### What you should do
Identify every line in the records below that contains the word "picture", and copy each such line.
========================================
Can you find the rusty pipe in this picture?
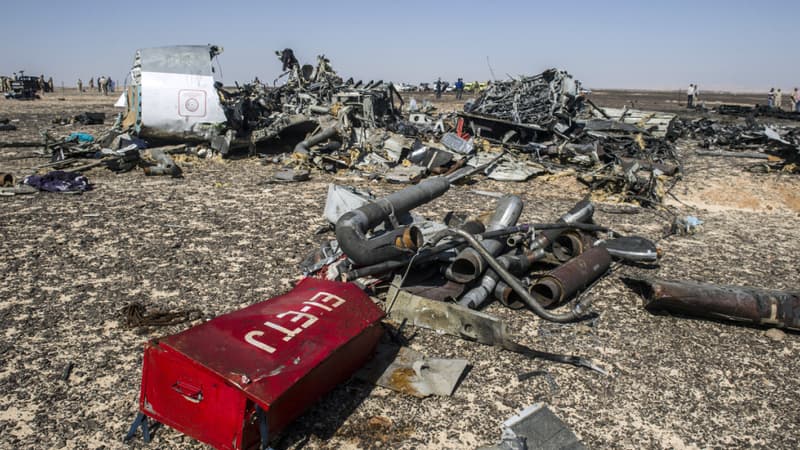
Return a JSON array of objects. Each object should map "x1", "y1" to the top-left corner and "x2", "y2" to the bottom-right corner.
[
  {"x1": 458, "y1": 250, "x2": 544, "y2": 309},
  {"x1": 552, "y1": 230, "x2": 594, "y2": 263},
  {"x1": 624, "y1": 278, "x2": 800, "y2": 330},
  {"x1": 434, "y1": 229, "x2": 582, "y2": 323},
  {"x1": 531, "y1": 247, "x2": 611, "y2": 308},
  {"x1": 531, "y1": 200, "x2": 594, "y2": 250},
  {"x1": 445, "y1": 195, "x2": 522, "y2": 284},
  {"x1": 335, "y1": 177, "x2": 450, "y2": 266}
]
========================================
### Response
Can you find the rusty pipe in this picture?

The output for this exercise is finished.